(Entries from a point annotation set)
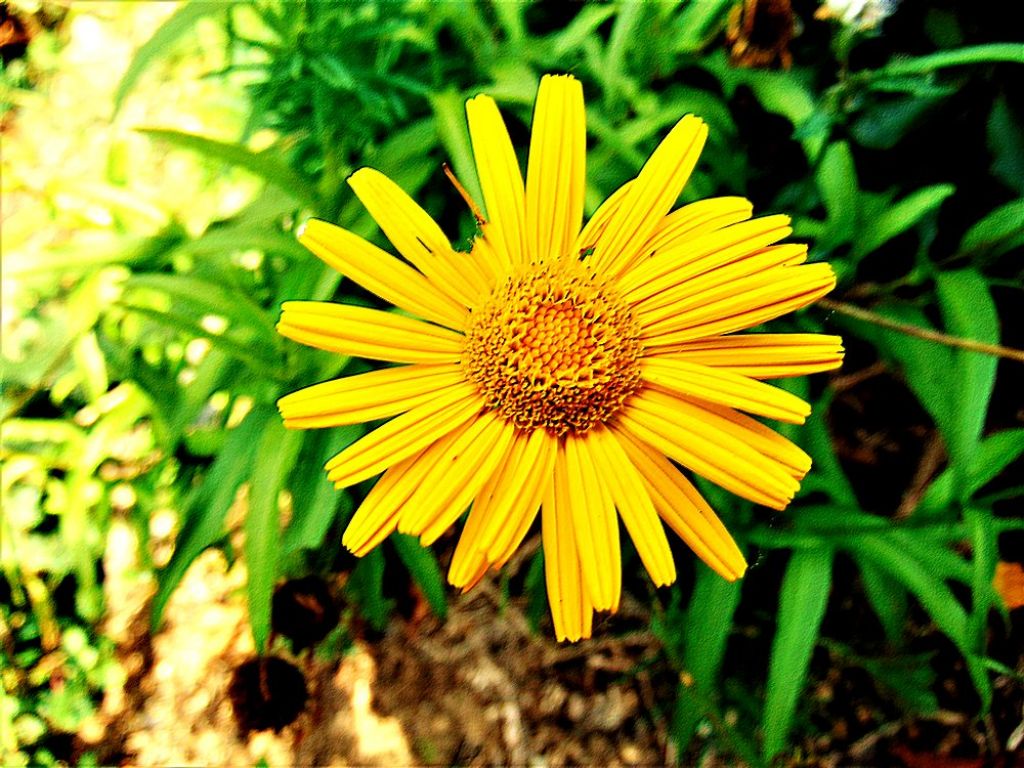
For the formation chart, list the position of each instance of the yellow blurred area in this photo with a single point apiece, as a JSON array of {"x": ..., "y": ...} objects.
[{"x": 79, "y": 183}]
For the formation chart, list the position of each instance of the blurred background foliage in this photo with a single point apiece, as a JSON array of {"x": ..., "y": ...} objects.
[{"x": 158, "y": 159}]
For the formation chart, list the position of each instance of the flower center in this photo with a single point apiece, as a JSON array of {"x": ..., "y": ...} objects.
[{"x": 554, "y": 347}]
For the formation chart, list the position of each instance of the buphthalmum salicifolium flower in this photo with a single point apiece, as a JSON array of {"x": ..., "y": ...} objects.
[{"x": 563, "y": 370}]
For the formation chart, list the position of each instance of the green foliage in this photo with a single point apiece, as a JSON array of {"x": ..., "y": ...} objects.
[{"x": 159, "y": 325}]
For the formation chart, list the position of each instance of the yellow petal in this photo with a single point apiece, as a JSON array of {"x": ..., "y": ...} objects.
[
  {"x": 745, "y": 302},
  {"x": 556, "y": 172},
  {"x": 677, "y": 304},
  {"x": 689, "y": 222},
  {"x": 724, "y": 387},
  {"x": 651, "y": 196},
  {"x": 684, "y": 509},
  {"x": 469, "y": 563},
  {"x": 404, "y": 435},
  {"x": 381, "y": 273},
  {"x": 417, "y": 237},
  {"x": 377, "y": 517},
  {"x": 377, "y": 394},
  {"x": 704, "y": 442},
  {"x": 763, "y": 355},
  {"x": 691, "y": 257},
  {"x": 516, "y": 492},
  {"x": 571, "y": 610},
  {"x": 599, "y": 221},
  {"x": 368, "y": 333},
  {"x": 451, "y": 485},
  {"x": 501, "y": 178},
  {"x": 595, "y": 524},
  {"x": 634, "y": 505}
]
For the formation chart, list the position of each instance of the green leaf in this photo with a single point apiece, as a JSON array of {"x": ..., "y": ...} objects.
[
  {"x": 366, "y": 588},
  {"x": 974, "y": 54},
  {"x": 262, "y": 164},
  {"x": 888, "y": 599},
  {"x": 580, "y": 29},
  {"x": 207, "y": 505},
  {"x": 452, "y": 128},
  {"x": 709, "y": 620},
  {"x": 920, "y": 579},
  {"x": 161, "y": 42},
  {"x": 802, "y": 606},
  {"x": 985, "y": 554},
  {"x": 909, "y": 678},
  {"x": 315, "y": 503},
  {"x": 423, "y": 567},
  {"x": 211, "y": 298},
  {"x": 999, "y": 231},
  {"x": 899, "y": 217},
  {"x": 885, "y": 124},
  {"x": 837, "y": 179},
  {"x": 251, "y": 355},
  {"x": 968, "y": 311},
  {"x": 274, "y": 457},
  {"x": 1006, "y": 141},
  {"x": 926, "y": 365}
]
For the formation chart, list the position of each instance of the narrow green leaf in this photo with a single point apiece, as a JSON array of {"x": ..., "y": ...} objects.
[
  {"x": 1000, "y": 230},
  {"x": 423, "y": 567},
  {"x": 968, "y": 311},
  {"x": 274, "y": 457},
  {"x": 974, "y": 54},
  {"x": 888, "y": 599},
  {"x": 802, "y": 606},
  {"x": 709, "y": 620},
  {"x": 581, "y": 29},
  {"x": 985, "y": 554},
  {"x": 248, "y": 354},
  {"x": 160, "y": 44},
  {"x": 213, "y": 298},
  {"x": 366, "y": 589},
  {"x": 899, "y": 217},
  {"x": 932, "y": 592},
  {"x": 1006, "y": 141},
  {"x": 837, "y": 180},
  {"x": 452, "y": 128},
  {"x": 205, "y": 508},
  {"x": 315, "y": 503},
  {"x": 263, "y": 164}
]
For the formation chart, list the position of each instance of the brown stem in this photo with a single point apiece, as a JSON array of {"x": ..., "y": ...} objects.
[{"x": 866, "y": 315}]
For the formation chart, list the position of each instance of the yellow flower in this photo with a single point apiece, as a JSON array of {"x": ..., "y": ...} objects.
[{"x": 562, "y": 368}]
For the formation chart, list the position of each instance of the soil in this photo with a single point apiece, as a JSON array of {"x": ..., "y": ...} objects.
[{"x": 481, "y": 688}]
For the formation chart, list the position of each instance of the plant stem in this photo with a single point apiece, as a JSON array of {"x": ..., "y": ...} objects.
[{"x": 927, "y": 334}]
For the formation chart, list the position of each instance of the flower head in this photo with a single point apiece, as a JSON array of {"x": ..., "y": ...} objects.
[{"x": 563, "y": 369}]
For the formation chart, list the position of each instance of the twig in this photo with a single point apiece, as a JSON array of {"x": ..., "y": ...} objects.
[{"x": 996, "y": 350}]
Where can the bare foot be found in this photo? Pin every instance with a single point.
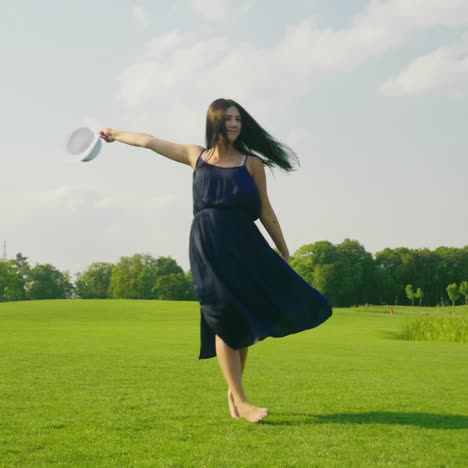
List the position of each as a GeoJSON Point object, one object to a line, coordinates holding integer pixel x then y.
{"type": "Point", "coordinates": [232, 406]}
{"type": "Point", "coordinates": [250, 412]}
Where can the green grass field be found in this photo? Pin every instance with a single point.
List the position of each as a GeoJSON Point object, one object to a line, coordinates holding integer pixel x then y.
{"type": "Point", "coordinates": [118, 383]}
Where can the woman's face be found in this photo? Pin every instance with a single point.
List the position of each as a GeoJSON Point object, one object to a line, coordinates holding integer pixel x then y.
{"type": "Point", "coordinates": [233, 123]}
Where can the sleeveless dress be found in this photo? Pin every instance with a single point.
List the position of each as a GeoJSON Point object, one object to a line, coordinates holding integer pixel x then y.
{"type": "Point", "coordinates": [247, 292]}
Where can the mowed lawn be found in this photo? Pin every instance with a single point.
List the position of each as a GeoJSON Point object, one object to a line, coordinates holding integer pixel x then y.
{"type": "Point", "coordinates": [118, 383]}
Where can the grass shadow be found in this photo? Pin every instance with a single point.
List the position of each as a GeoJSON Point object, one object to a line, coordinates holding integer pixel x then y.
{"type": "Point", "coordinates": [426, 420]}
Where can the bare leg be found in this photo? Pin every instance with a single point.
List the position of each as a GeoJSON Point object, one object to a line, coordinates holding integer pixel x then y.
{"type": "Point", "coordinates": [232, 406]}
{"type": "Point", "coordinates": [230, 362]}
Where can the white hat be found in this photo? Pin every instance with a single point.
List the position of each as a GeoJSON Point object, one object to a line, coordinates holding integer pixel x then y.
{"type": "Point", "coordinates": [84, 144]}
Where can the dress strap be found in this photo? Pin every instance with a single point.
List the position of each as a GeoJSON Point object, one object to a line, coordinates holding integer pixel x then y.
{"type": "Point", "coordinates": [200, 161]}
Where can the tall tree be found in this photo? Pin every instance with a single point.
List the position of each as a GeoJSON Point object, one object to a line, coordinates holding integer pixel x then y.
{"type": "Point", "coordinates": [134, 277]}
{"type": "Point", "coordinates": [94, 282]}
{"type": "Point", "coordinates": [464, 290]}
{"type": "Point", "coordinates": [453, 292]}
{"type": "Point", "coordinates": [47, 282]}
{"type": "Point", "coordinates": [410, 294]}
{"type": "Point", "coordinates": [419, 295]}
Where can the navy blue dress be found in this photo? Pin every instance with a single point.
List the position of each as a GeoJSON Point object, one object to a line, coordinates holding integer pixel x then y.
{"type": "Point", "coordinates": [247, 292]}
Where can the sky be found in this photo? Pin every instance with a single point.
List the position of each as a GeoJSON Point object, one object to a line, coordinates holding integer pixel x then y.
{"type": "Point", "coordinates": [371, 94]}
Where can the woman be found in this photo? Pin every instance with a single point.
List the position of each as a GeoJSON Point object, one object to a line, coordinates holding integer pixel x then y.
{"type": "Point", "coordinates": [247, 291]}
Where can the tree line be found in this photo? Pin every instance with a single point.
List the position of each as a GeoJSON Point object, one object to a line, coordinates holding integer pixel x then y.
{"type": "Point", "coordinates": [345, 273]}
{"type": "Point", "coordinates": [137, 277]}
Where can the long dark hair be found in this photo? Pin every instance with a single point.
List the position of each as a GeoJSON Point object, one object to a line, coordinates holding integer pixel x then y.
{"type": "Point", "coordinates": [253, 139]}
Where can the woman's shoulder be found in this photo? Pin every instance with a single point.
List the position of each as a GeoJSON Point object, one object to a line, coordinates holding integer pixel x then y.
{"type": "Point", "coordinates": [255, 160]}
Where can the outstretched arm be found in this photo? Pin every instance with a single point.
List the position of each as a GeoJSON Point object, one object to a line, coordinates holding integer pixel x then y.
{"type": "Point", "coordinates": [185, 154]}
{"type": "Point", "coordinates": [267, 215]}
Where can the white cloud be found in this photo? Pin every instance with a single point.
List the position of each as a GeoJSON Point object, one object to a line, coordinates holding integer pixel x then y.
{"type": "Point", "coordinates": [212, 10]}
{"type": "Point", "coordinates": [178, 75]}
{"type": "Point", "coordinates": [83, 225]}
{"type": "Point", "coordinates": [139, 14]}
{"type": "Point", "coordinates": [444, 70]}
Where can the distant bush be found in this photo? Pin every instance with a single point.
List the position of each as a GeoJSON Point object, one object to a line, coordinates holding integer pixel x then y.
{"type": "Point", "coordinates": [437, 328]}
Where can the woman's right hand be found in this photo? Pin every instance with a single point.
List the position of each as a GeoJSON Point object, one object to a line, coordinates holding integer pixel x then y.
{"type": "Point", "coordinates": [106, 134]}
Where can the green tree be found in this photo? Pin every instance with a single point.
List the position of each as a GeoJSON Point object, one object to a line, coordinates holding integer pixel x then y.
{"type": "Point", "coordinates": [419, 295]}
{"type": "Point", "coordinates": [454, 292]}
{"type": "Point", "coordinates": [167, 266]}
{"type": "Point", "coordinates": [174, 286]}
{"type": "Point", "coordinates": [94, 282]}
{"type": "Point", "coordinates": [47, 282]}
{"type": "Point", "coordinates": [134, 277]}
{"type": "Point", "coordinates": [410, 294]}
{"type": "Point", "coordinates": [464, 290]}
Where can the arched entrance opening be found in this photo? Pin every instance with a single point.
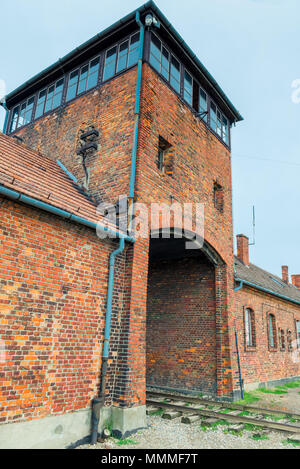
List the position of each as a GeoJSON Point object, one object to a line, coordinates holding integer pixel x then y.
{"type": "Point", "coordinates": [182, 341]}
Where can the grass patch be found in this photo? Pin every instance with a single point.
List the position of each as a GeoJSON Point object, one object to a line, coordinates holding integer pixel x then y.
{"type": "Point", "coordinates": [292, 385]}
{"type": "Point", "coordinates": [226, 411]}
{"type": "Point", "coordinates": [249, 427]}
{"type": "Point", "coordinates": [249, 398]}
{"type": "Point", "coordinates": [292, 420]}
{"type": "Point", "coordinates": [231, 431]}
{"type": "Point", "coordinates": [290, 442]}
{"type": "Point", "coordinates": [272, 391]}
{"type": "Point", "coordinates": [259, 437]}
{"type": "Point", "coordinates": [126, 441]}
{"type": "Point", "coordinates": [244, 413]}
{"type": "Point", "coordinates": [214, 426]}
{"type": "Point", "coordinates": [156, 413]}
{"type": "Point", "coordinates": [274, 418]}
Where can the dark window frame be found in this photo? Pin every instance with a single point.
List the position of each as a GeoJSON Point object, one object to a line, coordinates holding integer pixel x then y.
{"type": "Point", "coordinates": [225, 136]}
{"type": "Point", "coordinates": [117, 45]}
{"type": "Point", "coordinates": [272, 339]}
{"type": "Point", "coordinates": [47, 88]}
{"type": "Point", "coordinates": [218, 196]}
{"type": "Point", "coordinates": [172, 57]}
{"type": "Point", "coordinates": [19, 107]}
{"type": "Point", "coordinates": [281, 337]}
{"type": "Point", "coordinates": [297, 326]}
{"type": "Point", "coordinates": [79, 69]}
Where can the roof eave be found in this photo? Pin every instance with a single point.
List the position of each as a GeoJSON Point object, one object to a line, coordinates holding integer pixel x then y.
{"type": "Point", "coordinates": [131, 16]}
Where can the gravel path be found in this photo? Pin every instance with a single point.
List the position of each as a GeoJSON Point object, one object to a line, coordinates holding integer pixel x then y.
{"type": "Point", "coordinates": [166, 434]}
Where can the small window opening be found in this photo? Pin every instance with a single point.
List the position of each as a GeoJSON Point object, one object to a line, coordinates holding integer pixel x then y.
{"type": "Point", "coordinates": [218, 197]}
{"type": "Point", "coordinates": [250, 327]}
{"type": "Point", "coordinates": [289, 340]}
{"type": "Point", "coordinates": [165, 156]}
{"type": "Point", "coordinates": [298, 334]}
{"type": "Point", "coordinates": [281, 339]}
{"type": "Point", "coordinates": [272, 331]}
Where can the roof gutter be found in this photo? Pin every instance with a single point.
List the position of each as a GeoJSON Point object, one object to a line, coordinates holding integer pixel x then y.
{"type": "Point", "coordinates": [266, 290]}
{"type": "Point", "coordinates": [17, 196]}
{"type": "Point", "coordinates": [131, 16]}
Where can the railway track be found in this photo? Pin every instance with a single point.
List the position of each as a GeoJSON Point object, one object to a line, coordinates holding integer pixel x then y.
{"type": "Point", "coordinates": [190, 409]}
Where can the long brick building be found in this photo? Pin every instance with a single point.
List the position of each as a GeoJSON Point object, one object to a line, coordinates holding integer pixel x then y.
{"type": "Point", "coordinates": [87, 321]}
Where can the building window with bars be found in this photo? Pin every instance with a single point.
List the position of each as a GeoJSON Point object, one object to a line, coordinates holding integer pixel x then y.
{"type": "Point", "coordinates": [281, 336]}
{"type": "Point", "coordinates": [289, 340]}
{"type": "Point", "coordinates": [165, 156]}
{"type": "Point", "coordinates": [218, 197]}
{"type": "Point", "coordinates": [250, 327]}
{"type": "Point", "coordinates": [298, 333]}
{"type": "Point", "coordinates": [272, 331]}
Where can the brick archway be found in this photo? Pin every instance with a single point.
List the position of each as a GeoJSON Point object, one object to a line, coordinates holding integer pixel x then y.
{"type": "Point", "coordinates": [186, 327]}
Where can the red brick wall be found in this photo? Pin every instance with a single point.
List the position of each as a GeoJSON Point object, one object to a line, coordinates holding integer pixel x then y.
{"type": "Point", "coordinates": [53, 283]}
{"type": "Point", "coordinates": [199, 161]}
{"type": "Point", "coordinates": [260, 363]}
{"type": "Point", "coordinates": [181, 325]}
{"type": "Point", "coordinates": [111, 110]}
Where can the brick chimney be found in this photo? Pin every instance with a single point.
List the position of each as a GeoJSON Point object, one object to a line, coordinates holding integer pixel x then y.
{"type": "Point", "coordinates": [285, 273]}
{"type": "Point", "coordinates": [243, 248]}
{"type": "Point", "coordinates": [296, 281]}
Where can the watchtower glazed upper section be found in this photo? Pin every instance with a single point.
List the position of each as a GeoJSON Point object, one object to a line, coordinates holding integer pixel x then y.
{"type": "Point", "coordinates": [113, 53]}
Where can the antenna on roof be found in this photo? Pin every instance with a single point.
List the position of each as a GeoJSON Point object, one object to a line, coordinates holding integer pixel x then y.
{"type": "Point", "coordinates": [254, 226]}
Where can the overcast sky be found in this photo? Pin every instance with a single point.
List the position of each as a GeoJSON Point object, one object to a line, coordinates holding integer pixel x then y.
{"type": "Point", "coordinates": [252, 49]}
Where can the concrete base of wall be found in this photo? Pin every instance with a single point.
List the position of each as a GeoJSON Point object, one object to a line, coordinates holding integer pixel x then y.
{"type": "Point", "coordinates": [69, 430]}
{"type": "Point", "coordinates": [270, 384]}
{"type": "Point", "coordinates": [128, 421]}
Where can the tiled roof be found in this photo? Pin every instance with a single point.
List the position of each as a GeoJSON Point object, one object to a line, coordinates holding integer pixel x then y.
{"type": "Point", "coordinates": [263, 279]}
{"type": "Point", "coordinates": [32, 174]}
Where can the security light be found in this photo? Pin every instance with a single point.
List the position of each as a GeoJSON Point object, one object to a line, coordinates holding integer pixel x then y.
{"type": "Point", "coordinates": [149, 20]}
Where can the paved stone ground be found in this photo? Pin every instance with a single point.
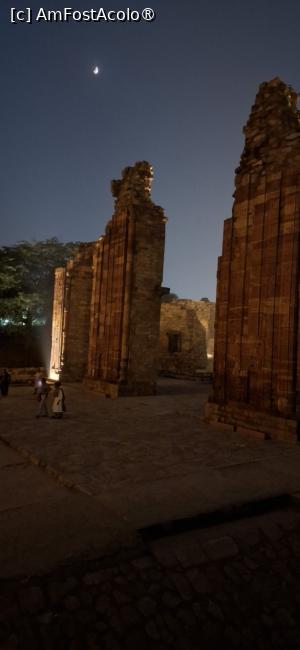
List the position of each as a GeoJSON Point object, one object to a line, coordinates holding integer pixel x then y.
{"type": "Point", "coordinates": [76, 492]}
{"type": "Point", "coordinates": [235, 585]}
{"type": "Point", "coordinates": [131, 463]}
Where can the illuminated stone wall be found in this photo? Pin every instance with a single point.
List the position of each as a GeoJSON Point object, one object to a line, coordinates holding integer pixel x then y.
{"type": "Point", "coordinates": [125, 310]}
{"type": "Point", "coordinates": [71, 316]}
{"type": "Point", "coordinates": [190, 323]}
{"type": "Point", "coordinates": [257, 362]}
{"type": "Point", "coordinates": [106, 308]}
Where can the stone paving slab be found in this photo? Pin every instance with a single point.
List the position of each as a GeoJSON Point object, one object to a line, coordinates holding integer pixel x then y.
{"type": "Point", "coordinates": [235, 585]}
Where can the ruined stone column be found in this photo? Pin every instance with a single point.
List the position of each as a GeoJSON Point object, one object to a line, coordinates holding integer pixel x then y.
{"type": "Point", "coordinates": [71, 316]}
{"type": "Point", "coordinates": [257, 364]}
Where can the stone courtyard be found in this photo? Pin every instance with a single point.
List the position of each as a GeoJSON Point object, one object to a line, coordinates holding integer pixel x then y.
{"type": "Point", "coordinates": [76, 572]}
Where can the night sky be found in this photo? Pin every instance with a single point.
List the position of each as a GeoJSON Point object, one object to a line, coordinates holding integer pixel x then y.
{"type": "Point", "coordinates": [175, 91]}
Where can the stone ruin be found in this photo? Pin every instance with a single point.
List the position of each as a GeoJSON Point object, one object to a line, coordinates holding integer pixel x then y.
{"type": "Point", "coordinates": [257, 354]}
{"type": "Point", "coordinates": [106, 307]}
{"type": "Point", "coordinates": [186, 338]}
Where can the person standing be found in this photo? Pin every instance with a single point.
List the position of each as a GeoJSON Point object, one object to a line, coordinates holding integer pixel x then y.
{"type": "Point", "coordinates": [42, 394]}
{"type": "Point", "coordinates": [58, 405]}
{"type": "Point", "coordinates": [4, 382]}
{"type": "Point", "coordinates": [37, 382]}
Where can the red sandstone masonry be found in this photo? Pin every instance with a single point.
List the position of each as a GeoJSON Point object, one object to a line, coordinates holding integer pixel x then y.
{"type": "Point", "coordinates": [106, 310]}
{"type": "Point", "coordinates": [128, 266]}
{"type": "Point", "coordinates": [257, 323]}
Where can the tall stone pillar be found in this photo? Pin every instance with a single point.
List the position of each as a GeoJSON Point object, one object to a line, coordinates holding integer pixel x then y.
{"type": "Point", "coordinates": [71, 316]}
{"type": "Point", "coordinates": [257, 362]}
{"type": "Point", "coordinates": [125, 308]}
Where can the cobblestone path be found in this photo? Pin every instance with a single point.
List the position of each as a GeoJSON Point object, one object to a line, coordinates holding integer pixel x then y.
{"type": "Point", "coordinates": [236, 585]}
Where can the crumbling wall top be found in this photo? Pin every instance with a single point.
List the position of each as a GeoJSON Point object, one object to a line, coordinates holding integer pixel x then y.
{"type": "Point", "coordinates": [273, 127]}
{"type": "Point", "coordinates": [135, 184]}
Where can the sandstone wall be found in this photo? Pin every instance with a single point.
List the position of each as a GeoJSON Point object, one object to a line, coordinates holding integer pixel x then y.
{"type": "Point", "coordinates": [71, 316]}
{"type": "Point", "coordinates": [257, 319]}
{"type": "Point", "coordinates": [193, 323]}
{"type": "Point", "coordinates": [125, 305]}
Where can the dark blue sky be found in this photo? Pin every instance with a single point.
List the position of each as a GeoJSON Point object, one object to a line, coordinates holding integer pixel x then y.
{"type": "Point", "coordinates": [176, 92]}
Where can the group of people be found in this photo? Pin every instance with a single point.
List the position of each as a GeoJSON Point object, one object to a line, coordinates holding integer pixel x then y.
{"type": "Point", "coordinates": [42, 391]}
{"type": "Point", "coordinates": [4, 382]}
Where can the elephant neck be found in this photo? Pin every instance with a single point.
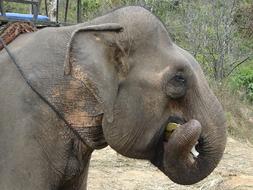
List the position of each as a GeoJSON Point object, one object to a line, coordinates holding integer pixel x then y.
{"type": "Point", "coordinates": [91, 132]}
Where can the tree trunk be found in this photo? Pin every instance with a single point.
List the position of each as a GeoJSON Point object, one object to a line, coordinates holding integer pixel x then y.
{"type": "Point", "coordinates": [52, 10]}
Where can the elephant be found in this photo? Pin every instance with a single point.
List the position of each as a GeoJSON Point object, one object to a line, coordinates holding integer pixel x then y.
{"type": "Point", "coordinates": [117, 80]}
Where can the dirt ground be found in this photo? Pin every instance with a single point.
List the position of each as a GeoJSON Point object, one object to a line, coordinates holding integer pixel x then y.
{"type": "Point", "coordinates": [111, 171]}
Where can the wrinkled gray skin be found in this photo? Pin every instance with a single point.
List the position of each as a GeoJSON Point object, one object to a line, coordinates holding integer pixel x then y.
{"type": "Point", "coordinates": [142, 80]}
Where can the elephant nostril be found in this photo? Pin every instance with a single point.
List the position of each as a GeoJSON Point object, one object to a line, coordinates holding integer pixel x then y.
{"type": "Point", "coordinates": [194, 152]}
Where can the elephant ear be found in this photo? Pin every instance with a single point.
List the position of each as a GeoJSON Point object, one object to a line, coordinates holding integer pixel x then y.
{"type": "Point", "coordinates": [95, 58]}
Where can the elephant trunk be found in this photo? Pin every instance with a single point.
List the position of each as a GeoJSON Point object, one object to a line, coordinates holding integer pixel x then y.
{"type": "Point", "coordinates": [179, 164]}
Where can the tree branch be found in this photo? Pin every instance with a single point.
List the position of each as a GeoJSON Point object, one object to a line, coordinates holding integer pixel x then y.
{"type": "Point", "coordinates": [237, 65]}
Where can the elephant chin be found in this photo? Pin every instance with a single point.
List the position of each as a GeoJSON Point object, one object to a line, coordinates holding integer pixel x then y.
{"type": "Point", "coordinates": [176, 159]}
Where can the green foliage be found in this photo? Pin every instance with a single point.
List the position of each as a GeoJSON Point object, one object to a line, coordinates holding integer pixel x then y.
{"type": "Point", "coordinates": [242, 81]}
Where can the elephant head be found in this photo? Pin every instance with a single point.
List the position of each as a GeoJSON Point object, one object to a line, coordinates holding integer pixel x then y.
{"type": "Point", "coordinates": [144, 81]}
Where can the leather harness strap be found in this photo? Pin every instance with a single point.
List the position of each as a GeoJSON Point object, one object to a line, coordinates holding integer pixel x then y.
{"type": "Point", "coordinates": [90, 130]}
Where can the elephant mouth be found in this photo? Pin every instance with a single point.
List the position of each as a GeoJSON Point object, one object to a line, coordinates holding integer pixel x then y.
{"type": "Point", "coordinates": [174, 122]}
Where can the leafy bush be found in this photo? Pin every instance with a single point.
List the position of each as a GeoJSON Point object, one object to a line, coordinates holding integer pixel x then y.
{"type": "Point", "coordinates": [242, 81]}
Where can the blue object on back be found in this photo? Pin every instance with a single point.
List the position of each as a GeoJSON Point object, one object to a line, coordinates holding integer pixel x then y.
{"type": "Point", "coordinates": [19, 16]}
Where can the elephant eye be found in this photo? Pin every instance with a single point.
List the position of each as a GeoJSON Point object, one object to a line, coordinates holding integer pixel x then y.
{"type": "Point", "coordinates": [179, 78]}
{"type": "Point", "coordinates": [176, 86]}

| DIRECTIONS FOR THIS TASK |
Repeat exactly the lines from the line containing "Where can the leather" through the end of the listing above; both boundary lines are part of the output.

| CORRECT ANSWER |
Where can the leather harness strap be found in this photo? Pin every instance with a single point.
List the position of each as a GeoJSON Point object, one object to a line, coordinates holding integer pixel x then y.
{"type": "Point", "coordinates": [90, 130]}
Where can the elephant mouth be found in this photo? Pin every instance with a single point.
List the position of each as a GeoJSON Point object, one object to a line, coordinates holding integer pixel x then y.
{"type": "Point", "coordinates": [174, 122]}
Where can the leafy bush be found in this photo? Pin every instance with a single point.
List the position of each as a GeoJSON Point object, one object to a line, coordinates holding integer pixel x then y.
{"type": "Point", "coordinates": [242, 81]}
Where can the blue object on back be found in this photo? Pin every instance with a single point.
List the position of each as a GeoJSON Point object, one object to a line, coordinates holding integer pixel x then y.
{"type": "Point", "coordinates": [19, 16]}
Where can the elephant eye be found in this photo? Pin every instance with a single point.
List the position of each as a GeoJSON Point object, one object to a line, coordinates holding integer pixel x then y.
{"type": "Point", "coordinates": [179, 78]}
{"type": "Point", "coordinates": [176, 86]}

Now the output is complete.